== GIVEN TASK ==
Copy out every line of the data exactly.

(Data records)

* Start *

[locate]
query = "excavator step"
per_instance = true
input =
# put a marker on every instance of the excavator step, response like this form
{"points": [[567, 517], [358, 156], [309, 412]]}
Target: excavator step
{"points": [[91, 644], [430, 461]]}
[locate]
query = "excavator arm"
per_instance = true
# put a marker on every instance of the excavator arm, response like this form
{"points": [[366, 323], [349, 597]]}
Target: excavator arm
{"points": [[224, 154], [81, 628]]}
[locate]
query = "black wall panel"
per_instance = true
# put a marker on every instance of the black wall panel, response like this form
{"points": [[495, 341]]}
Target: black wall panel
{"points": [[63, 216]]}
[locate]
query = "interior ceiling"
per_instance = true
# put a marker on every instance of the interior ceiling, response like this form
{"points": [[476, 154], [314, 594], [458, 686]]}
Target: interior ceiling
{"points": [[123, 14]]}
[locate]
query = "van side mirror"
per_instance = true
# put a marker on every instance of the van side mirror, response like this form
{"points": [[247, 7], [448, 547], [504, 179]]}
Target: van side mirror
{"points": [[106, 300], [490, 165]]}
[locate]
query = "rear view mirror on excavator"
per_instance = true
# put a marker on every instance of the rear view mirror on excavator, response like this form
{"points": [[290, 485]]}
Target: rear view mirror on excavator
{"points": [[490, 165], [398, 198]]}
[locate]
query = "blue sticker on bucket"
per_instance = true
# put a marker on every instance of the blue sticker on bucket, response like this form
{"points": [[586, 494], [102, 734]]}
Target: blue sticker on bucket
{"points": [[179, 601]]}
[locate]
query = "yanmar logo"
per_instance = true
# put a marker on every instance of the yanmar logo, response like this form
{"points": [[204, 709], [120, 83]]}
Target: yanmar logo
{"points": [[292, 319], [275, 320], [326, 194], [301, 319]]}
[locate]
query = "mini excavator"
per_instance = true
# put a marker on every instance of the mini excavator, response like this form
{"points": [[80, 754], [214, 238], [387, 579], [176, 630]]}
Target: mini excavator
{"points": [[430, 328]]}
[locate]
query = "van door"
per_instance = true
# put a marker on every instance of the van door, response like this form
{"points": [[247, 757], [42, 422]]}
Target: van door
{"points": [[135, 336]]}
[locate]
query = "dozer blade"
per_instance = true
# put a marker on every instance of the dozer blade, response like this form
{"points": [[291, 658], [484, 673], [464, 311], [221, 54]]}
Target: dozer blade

* End *

== EXERCISE SOLUTION ==
[locate]
query = "excavator step"
per_instance = true
input =
# put a marker on every instance of the excavator step, response like this form
{"points": [[567, 517], [358, 156], [309, 412]]}
Target: excavator step
{"points": [[91, 644], [430, 461]]}
[locate]
query = "excavator arm"
per_instance = true
# put a marker on every instance of the excavator arm, response like this form
{"points": [[366, 323], [349, 597]]}
Target: excavator arm
{"points": [[224, 154], [81, 628]]}
[locate]
query = "black wall panel"
per_instance = true
# put a marker on every instance of the black wall panel, response like this form
{"points": [[495, 341]]}
Target: black wall panel
{"points": [[63, 216]]}
[locate]
query = "interior ceiling"
per_instance = true
# put a marker on every instance of the interior ceiling, response like this form
{"points": [[476, 154], [314, 594], [458, 686]]}
Target: interior ceiling
{"points": [[123, 14]]}
[locate]
query = "van side mirror"
per_instance = true
# put a marker on every instance of the van side mirror, response like this form
{"points": [[247, 7], [448, 547], [504, 179]]}
Target: van side mirror
{"points": [[106, 300], [490, 165]]}
[locate]
query = "rear view mirror on excavator"
per_instance = true
# put a marker on every instance of the rear view mirror on excavator, response like this form
{"points": [[290, 485]]}
Target: rear view mirror on excavator
{"points": [[490, 165], [398, 198]]}
[locate]
query = "blue sticker on bucket"
per_instance = true
# put a marker on every instance of the blue sticker on bucket, response like this form
{"points": [[586, 494], [102, 734]]}
Target: blue sticker on bucket
{"points": [[179, 601]]}
[locate]
query = "yanmar logo"
per_instance = true
# put a marker on every instance of the yanmar logo, response like this form
{"points": [[204, 709], [120, 83]]}
Target: yanmar logo
{"points": [[292, 319], [275, 320], [326, 194], [301, 319]]}
[locate]
query = "mini excavator"
per_instance = true
# put a marker on every instance of the mini excavator, response like this form
{"points": [[80, 754], [214, 238], [387, 579], [176, 630]]}
Target: mini excavator
{"points": [[430, 328]]}
[locate]
query = "van door"
per_instance = true
# put a marker on every instance of the van door, response like this form
{"points": [[247, 757], [42, 422]]}
Target: van door
{"points": [[135, 336]]}
[locate]
query = "dozer blade"
per_instance = true
# put a marker on every instance of the dozer blade, response like this form
{"points": [[291, 658], [484, 673], [464, 311], [221, 54]]}
Target: dozer blade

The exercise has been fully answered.